====== Listed entries ======

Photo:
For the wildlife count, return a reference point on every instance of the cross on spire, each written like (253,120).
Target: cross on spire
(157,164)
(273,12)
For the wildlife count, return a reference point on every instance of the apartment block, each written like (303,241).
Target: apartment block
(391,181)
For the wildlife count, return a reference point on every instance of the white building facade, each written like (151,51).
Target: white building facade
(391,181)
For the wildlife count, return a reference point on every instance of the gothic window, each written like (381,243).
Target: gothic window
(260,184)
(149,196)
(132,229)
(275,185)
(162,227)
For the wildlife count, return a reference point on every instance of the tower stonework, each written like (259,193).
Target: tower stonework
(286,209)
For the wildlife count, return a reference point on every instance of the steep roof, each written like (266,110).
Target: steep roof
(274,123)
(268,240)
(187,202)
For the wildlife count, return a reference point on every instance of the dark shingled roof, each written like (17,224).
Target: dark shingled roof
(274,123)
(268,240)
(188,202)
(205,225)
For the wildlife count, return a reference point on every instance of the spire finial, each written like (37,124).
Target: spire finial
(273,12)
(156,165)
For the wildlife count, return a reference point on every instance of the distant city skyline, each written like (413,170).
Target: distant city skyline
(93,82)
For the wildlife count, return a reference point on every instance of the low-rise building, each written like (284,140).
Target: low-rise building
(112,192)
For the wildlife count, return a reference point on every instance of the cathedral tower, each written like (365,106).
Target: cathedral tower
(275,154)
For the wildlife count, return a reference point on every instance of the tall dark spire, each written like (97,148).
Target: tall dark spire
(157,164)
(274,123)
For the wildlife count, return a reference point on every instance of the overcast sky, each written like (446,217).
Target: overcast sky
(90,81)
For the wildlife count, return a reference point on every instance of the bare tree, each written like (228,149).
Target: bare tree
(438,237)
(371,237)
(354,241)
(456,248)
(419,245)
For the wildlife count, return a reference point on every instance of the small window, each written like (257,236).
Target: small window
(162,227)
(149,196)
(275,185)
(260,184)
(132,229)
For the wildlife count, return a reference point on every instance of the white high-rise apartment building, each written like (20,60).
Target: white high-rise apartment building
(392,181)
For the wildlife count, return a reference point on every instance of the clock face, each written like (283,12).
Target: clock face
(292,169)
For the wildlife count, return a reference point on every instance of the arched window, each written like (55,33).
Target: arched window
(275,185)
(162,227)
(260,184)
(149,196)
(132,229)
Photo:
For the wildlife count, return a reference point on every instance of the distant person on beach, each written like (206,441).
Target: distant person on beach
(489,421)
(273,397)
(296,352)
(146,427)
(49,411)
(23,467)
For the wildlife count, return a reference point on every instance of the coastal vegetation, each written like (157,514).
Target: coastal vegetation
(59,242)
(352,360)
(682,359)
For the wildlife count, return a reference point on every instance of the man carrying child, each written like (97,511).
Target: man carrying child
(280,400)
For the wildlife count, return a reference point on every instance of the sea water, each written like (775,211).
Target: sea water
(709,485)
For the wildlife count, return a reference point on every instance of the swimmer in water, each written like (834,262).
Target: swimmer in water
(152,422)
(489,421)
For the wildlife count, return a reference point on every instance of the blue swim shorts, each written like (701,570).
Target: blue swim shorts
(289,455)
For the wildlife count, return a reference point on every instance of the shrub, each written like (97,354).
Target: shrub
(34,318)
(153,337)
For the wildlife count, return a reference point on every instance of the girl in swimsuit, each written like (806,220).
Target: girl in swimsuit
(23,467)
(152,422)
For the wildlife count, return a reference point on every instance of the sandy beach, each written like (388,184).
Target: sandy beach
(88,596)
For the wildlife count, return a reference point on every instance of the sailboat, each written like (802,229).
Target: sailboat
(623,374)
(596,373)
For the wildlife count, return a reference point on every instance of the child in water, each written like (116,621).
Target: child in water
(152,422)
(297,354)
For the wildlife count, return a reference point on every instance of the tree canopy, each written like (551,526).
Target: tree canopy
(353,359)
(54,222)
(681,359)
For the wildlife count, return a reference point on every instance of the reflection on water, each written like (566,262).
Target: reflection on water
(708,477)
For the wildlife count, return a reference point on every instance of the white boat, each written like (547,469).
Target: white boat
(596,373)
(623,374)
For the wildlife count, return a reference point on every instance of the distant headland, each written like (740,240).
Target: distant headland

======

▶ **Exercise requirements**: Rewrite the lines above as a numbered list, leaving out any blank lines.

▶ **Task solution**:
1. Photo:
2. For the wildlife count, return a reference point on every instance of the cross on spire, each written like (253,120).
3. Target: cross on spire
4. (157,164)
5. (273,12)
6. For the wildlife count, return a reference point on every instance of the apartment block, each written like (303,241).
7. Target: apartment block
8. (391,181)
9. For the wildlife count, return a reference point on every instance of the white building facade, each written like (151,51).
10. Target: white building facade
11. (391,181)
12. For the wildlife count, return a reference point on every instance of the gothic window, each written like (381,243).
13. Target: gothic window
14. (260,184)
15. (149,196)
16. (132,229)
17. (275,185)
18. (162,227)
19. For the wildlife count, return a reference point on every instance of the tower stonework, each written like (259,193).
20. Target: tower stonework
21. (286,209)
22. For the wildlife count, return a reference point on every instance of the steep roof, each written like (266,110).
23. Target: steep roof
24. (274,123)
25. (268,240)
26. (187,202)
27. For the wildlife count, return a reference point on every instance of the dark shingled roof, each written like (17,224).
28. Target: dark shingled roof
29. (274,123)
30. (268,240)
31. (188,202)
32. (205,225)
33. For the wildlife count, return a reference point on every instance of the spire finial, each written like (37,124).
34. Target: spire finial
35. (273,12)
36. (156,165)
37. For the wildlife count, return a reference point on every instance of the distant city skyline, each written like (413,170).
38. Target: distant city skyline
39. (93,82)
40. For the wildlife count, return a reference point on every instance of the low-rise building, each written like (284,140).
41. Target: low-rise building
42. (112,192)
43. For the wildlife count, return a reference point on every instance of the cathedral tower, each written like (365,106).
44. Target: cathedral tower
45. (275,154)
46. For the wildlife count, return a reference point on every instance of the tall dark spire, each written like (97,148).
47. Target: tall dark spire
48. (157,164)
49. (274,123)
50. For the wildlife count, return a reference point on every instance of the overcast sky, each written like (446,217).
51. Target: overcast sky
52. (90,81)
53. For the wildlife count, return a reference point on every instance of the bare tree, each written like (228,149).
54. Target: bare tree
55. (438,237)
56. (371,237)
57. (354,241)
58. (456,248)
59. (419,245)
60. For the wildlife count, return a reference point on every instance of the small window, each written like (257,236).
61. Target: small window
62. (162,227)
63. (149,196)
64. (275,185)
65. (260,184)
66. (132,229)
67. For the wildlife count, return a reference point on every instance of the white high-rise apartment building, each written like (20,60).
68. Target: white high-rise apartment building
69. (392,181)
70. For the wildlife count, return a reference point on every instance of the clock face, each written like (283,12).
71. Target: clock face
72. (292,169)
73. For the wildlife count, return a reference point on every instance of the arched window, each written like (55,33).
74. Target: arched window
75. (275,185)
76. (162,227)
77. (260,184)
78. (149,196)
79. (132,229)
80. Photo:
81. For the wildlife count, return a reference point on every instance of the distant person on beach, each written like (206,441).
82. Target: distant person on beach
83. (489,421)
84. (273,397)
85. (296,352)
86. (146,427)
87. (49,411)
88. (23,467)
89. For the wildlife count, return a reference point on every instance of the coastal vegetation, each written like (157,514).
90. Target: coastal vegetation
91. (59,242)
92. (352,360)
93. (682,359)
94. For the wildlife count, return a reference point on every instance of the man carrying child, each written like (97,511).
95. Target: man carrying child
96. (280,400)
97. For the wildlife count, return a reference point on every instance of the sea water, each written like (775,211).
98. Target: sea water
99. (709,485)
100. For the wildlife count, return a reference point on every instance of the swimmer in water, each written like (834,262).
101. Target: swimmer in water
102. (152,422)
103. (489,421)
104. For the wildlife count, return a reference point on every instance of the blue swim shorts, each written like (701,570).
105. Target: blue swim shorts
106. (289,455)
107. For the wildlife count, return a reference point on every instance of the shrub, each written like (97,354).
108. Target: shrub
109. (34,318)
110. (153,337)
111. For the wildlife count, return a reference point on every instance of the girl in swimsuit, each written like (806,220).
112. Target: girl in swimsuit
113. (23,467)
114. (152,422)
115. For the wildlife count, return a reference point on every instance of the sandy beach, each written like (388,184).
116. Target: sandy beach
117. (88,596)
118. For the wildlife count, return a reference point on every instance of the sailboat, each written like (802,229).
119. Target: sailboat
120. (623,374)
121. (596,373)
122. For the wildlife count, return a reference point on every instance of the child in water, each written like (116,621).
123. Target: child in water
124. (152,422)
125. (297,354)
126. For the wildlife count, return a reference point on every instance of the tree canopy, each written like (551,526).
127. Target: tree canopy
128. (353,359)
129. (54,222)
130. (681,359)
131. For the wildlife count, return a reference point on every instance of the reflection on water, each written like (566,262).
132. Target: reflection on water
133. (708,477)
134. For the wildlife count, return a reference point on every instance of the white boat, each written like (547,469).
135. Target: white boat
136. (596,373)
137. (623,374)
138. For the wildlife count, return a reference point on every instance of the distant headland, each written like (740,240).
139. Target: distant headland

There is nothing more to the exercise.